### TASK REQUIREMENTS
Continue the Voice Browsers working draft below, picking up after its last sentence.
***** EXTRACT TO READ *****
Voice Browsers

An introduction and glossary for the requirements drafts

W3C Working Draft 23 December 1999

This version:
Lastest version:
Previous version:
Michael Robin
Jim Larson


The W3C Voice Browser working group aims to develop specifications to enable access to the Web using spoken interaction. This document is part of a set of requirements studies for voice browsers, and provides an introduction and glossary of terms.

Status of this document

This document introduces the requirements for voice browsing as a precursor to starting work on specifications. The requirements are being released as working drafts but are not intended to become proposed recommendations.

This specification is a Working Draft of the Voice Browser working group for review by W3C members and other interested parties. This is the first public version of this document. It is a draft document and may be updated, replaced, or obsoleted by other documents at any time. It is inappropriate to use W3C Working Drafts as reference material or to cite them as other than "work in progress".

Publication as a Working Draft does not imply endorsement by the W3C membership, nor of members of the Voice Browser working groups. This is still a draft document and may be updated, replaced or obsoleted by other documents at any time. It is inappropriate to cite W3C Working Drafts as other than "work in progress."

This document has been produced as part of the W3C Voice Browser Activity, following the procedures set out for the W3C Process. The authors of this document are members of the Voice Browser Working Group. This document is for public review. Comments should be sent to the public mailing list <www-voice@w3.org> (archive) by 14th January 2000.

A list of current W3C Recommendations and other technical documents can be found at http://www.w3.org/TR.


The goal of this document is to provide an introduction to the goals and deliverables of the Voice Browser Working Group. In addition to new summary and introductory material, this document contains excerpts from various other documents (all cited) and edited content from the W3C Voice Browser web site.

Working Group Mission Statement

Far more people today have access to a telephone than have access to a computer with an Internet connection. In addition, sales of cell-phones are booming, so that many of us have already or soon will have a phone within reach wherever we go. In addition, a new class of portable and device-embedded platforms is being introduced that will enable mixed voice, graphical and tactile interactions. Voice browsers offer the promise of allowing everyone to access Internet-based services from any device, making it practical to access services any time and any where, whether at home, on the move, or at work.

It is common for companies to offer services over the phone via menus traversed using the phone's keypad. Voice Browsers offer a great fit for the next generation of call-centers, which will become portals to the company's services and related web sites, whether accessed via the telephone network or via the Internet. Users will able to choose whether to respond by a key press or a spoken command.

Voice browsers allow people to access the Web using speech synthesis, pre-recorded audio, and speech recognition. This can be supplemented by keypads and small displays. Voice may also be offered as an adjunct to conventional desktop browsers with high resolution graphical displays, providing an accessible alternative to using the keyboard or screen, for instance in automobiles where hands/eyes free operation is essential. Voice interaction can escape the physical limitations on keypads and displays as mobile devices become ever smaller.
***** DATA EXCERPTS *****
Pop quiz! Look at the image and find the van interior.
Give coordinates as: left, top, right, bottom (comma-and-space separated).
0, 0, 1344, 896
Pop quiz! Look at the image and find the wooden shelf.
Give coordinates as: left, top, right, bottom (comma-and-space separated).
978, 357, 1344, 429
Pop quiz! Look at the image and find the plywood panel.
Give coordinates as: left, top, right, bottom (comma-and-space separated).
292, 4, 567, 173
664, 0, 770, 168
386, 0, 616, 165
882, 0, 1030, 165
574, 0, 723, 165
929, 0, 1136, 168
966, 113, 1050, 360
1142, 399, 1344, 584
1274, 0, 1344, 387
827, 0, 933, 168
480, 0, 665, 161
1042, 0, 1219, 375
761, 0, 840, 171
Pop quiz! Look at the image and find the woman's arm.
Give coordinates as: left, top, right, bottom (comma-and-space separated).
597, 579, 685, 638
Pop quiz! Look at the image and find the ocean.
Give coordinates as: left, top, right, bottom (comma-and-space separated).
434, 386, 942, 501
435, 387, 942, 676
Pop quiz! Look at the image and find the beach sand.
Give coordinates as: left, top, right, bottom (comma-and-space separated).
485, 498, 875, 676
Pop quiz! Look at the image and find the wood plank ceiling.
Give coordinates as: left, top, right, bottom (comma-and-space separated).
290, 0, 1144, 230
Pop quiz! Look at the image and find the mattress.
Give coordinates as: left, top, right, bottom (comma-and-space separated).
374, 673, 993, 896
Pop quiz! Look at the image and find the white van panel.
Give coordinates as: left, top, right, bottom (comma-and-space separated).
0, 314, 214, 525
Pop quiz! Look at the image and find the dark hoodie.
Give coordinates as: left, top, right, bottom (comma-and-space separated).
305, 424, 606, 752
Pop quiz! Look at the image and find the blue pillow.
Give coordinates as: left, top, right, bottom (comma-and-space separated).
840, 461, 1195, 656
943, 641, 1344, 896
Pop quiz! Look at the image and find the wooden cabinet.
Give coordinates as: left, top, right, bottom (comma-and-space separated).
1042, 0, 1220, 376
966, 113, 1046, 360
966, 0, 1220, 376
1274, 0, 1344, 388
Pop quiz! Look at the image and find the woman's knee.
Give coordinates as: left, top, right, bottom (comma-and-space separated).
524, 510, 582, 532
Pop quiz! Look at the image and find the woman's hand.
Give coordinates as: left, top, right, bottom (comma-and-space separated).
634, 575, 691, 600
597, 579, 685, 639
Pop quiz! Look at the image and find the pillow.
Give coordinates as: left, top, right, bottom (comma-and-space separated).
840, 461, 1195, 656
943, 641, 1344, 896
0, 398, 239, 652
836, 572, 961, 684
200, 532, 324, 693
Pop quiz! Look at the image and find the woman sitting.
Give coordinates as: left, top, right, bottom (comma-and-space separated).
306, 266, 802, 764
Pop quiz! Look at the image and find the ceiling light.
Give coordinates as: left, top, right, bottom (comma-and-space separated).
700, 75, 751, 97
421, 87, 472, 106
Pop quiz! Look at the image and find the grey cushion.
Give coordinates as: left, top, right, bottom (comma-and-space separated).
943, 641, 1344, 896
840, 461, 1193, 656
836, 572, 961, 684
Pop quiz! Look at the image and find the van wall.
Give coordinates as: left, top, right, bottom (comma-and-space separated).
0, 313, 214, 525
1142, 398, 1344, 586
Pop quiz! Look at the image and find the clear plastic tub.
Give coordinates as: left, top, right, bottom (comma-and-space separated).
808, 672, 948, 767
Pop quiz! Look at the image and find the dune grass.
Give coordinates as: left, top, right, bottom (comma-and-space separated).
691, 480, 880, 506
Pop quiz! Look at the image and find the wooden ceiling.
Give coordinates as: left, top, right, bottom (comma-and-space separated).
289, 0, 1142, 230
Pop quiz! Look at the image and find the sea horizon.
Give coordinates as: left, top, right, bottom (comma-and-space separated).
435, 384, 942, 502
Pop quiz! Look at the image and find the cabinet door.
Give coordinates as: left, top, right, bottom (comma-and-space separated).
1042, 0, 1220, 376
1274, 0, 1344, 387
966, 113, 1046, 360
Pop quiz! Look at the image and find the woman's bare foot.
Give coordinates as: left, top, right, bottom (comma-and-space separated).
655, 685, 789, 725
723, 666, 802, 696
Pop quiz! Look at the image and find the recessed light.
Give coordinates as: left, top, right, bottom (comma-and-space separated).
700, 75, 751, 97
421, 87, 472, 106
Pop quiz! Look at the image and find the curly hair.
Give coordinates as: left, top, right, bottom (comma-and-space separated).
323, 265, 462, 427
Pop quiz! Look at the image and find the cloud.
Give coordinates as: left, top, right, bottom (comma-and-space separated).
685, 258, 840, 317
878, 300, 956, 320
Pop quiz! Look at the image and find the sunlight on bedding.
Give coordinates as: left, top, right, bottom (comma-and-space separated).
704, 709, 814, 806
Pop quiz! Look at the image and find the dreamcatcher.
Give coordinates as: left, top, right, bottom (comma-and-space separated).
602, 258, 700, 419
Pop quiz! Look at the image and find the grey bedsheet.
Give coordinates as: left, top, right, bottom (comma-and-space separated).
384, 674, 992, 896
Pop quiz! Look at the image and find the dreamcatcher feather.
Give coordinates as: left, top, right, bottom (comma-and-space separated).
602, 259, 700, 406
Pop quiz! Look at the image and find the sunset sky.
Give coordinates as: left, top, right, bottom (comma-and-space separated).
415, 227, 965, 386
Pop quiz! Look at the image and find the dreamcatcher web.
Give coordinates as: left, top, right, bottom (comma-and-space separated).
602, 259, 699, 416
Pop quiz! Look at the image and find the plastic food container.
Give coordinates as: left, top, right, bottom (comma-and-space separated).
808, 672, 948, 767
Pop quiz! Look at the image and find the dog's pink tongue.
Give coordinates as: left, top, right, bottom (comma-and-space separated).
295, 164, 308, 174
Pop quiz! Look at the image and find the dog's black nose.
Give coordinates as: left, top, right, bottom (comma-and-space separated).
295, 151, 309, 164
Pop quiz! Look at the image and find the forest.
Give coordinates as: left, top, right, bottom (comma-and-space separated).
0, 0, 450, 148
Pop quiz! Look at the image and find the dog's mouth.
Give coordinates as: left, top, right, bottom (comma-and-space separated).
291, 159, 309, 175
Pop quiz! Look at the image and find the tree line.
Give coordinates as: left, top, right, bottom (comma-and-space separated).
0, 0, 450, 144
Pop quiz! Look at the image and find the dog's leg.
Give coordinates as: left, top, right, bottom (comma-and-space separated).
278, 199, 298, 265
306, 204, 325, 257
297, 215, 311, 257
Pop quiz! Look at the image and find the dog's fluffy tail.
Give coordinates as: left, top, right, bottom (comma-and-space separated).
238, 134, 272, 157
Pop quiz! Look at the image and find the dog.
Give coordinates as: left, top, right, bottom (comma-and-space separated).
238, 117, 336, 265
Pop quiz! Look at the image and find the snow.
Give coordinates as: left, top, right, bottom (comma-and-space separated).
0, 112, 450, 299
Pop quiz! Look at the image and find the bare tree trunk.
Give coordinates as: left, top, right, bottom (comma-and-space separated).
*****
### OUTPUT OF THE TASK
Until recently, speech recognition and spoken language technologies have had for the most part to be handcrafted into applications. The Web offers the potential to vastly expand the opportunities for voice-based applications. The Web page provides the means to scope the dialog with the user, limiting interaction to navigating the page, traversing links and filling in forms. In some cases, this may involve the transformation of Web content into formats better suited to the needs of voice browsing. In others, it may prove effective to author content directly for voice browsers.

Information supplied by authors can increase the robustness of speech recognition and the quality of speech synthesis. Text to speech can be combined with pre-recorded audio material in an analogous manner to the use of images in visual media, drawing upon experience with radio broadcasting. The lessons learned in designing for accessibility can be applied to the broader voice browsing marketplace, making it practical to author content that is accessible on a wide range of platforms, covering voice, visual displays and Braille.

W3C held a workshop on "Voice Browsers" in October 1998. The workshop brought together people involved in developing voice browsers for accessing Web based services. The workshop concluded that the time was ripe for W3C to bring together interested parties to collaborate on the development of joint specifications for voice browsers, particularly since these efforts concern subsetting or extending some of the core W3C technologies, for example HTML and CSS.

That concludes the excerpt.